:: ENTRIES PROVIDED ::
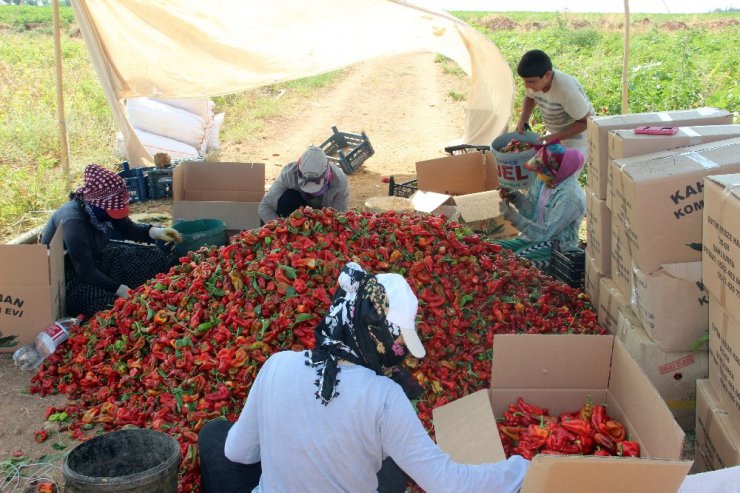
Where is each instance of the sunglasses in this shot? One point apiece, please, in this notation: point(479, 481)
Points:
point(317, 179)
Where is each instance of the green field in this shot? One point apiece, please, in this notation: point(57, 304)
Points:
point(676, 62)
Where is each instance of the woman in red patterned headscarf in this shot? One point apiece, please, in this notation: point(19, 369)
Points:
point(96, 270)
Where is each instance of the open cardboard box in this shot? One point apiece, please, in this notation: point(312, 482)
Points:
point(213, 190)
point(32, 288)
point(464, 188)
point(559, 372)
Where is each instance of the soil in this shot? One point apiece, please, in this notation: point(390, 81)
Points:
point(402, 103)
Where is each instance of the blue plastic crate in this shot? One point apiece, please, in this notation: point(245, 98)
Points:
point(136, 182)
point(347, 150)
point(160, 183)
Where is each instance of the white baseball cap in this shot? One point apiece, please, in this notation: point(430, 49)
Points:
point(402, 307)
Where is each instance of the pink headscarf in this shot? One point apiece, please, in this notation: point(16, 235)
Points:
point(557, 163)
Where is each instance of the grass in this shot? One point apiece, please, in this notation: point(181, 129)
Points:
point(676, 62)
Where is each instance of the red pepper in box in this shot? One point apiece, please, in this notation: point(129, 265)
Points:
point(628, 448)
point(578, 426)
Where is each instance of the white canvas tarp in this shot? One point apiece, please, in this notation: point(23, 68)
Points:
point(196, 48)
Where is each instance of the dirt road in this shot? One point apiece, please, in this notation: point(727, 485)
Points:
point(403, 103)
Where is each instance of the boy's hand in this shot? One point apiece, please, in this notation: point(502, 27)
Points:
point(506, 194)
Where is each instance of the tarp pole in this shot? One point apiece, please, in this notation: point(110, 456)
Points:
point(625, 58)
point(63, 142)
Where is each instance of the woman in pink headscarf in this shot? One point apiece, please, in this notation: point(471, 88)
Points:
point(96, 270)
point(551, 210)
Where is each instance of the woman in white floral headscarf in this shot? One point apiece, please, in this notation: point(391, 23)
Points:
point(331, 419)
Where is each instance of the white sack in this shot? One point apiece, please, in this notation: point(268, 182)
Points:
point(162, 119)
point(192, 49)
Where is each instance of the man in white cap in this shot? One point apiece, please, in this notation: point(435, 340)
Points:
point(338, 417)
point(311, 181)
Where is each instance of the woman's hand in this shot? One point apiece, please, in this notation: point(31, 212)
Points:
point(506, 194)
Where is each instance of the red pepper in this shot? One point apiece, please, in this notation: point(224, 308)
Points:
point(578, 426)
point(628, 448)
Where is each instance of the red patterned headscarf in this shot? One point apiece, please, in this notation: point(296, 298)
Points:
point(106, 190)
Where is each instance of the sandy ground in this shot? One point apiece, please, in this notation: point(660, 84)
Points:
point(403, 105)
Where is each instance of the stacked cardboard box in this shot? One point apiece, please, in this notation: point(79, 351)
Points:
point(649, 278)
point(718, 412)
point(613, 137)
point(561, 371)
point(31, 289)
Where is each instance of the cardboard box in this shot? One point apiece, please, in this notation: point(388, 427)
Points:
point(213, 190)
point(721, 241)
point(673, 306)
point(611, 300)
point(717, 437)
point(598, 232)
point(724, 358)
point(673, 374)
point(664, 200)
point(598, 128)
point(591, 281)
point(32, 289)
point(626, 143)
point(621, 256)
point(464, 187)
point(561, 370)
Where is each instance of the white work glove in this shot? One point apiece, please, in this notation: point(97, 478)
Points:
point(122, 291)
point(167, 235)
point(509, 213)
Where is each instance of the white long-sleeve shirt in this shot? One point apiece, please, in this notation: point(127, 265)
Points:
point(308, 447)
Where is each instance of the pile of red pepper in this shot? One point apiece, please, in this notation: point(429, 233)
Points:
point(515, 146)
point(528, 430)
point(186, 346)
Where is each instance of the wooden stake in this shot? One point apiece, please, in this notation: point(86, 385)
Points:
point(64, 144)
point(625, 58)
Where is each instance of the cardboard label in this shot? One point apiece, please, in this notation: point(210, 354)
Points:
point(672, 305)
point(664, 201)
point(621, 257)
point(591, 281)
point(626, 143)
point(724, 362)
point(598, 231)
point(721, 241)
point(32, 289)
point(674, 374)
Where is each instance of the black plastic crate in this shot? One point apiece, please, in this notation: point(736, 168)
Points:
point(568, 267)
point(347, 150)
point(405, 189)
point(465, 148)
point(160, 183)
point(136, 182)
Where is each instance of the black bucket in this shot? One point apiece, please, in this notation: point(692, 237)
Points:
point(135, 460)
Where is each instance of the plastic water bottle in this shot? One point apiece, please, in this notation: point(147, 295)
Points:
point(30, 356)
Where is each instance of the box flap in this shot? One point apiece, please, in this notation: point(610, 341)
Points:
point(650, 418)
point(585, 474)
point(531, 361)
point(453, 175)
point(428, 201)
point(24, 265)
point(478, 206)
point(216, 181)
point(466, 430)
point(56, 273)
point(491, 172)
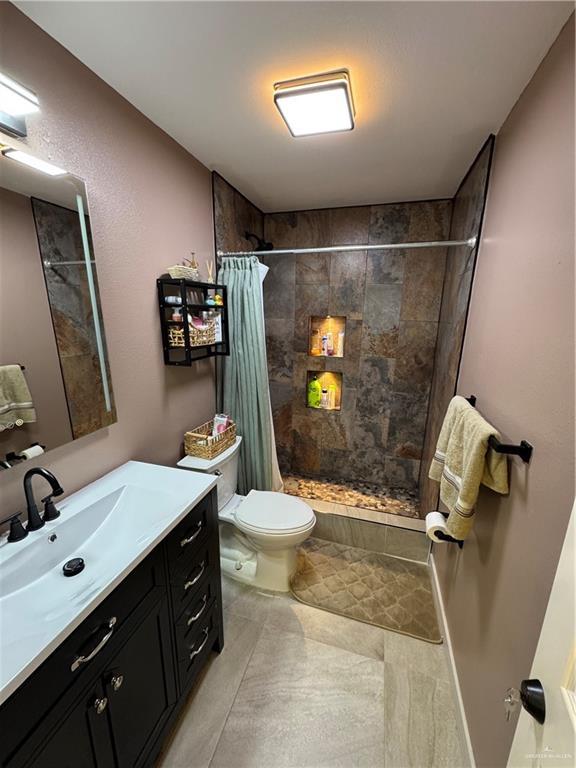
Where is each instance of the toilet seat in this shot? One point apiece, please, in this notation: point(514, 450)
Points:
point(274, 514)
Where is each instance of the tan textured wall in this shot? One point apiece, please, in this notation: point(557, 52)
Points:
point(150, 205)
point(26, 332)
point(519, 360)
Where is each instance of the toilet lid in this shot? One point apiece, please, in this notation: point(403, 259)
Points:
point(272, 512)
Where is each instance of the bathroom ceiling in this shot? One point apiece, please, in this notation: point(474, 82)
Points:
point(430, 80)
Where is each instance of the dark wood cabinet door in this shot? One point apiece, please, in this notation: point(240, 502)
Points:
point(140, 686)
point(83, 738)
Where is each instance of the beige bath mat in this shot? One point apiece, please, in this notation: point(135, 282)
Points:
point(368, 586)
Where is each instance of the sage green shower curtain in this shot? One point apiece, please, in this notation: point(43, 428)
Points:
point(246, 395)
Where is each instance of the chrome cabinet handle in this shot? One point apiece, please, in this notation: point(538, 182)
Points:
point(79, 660)
point(196, 578)
point(202, 644)
point(196, 616)
point(190, 539)
point(100, 705)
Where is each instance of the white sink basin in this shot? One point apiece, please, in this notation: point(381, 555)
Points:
point(112, 524)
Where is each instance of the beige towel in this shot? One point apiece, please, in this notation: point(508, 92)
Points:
point(16, 406)
point(462, 461)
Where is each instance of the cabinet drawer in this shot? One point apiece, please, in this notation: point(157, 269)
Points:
point(185, 585)
point(188, 535)
point(192, 653)
point(26, 708)
point(196, 611)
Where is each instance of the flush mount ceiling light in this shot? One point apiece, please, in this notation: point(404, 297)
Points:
point(316, 104)
point(33, 162)
point(16, 102)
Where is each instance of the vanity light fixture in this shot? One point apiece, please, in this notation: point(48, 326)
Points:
point(33, 162)
point(16, 102)
point(316, 104)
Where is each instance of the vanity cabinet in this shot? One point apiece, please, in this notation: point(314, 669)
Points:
point(107, 697)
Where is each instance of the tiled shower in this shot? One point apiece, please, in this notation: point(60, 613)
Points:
point(404, 313)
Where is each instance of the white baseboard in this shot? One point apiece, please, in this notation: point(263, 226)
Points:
point(452, 664)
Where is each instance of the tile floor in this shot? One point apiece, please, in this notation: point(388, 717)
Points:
point(297, 687)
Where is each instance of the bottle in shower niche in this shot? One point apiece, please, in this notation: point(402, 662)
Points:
point(332, 397)
point(314, 394)
point(329, 343)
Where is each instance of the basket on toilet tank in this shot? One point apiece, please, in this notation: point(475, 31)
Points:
point(201, 443)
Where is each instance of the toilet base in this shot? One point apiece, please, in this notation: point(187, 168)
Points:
point(239, 559)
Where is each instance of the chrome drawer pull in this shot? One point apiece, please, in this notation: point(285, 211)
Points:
point(100, 705)
point(202, 644)
point(190, 539)
point(196, 578)
point(196, 616)
point(79, 660)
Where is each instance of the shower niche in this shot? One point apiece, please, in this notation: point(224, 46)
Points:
point(326, 336)
point(324, 390)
:::
* **REQUIRED ACTION**
Whenever a line in the entries holds the word "green", copy that line.

* **RESPONSE TO THIS EXERCISE**
Where is each instance of the green field in this shot? One point apiece, please, in this notation: point(57, 304)
Where is each instance of the sage green shower curtain in this shot? One point apiece, please, in this notation: point(43, 428)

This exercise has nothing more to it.